§ **WHAT IS BEING ASKED**: Would you retype exactly the lines from the one containing "Crossing-audit request: pin the white cloud" through the last line of the records below, and nothing else?

Segment Start: EXTRACTED MATERIAL

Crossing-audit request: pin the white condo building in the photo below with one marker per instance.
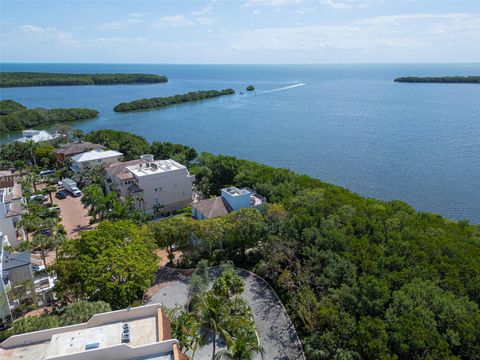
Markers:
(96, 157)
(157, 185)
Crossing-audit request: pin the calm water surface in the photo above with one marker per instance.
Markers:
(349, 125)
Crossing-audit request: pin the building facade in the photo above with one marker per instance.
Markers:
(92, 158)
(157, 186)
(143, 332)
(11, 202)
(231, 199)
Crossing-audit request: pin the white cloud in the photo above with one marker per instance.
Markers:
(119, 25)
(205, 10)
(47, 34)
(174, 21)
(250, 3)
(414, 31)
(302, 10)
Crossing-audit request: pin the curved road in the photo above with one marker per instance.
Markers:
(276, 332)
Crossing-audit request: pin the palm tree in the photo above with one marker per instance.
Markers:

Segment End: EXTRACTED MATERIAL

§ **ANSWER BOX**:
Crossing-audit request: pin the white cloud in the photo above with one marker per instance.
Markers:
(119, 25)
(205, 10)
(47, 34)
(174, 21)
(250, 3)
(414, 31)
(302, 10)
Crossing-audit request: pin the curved road in the photo above with one marker per instance.
Markers:
(276, 332)
Crossing-audit request: pin the palm tree in the photo above with one marker per instance.
Markers:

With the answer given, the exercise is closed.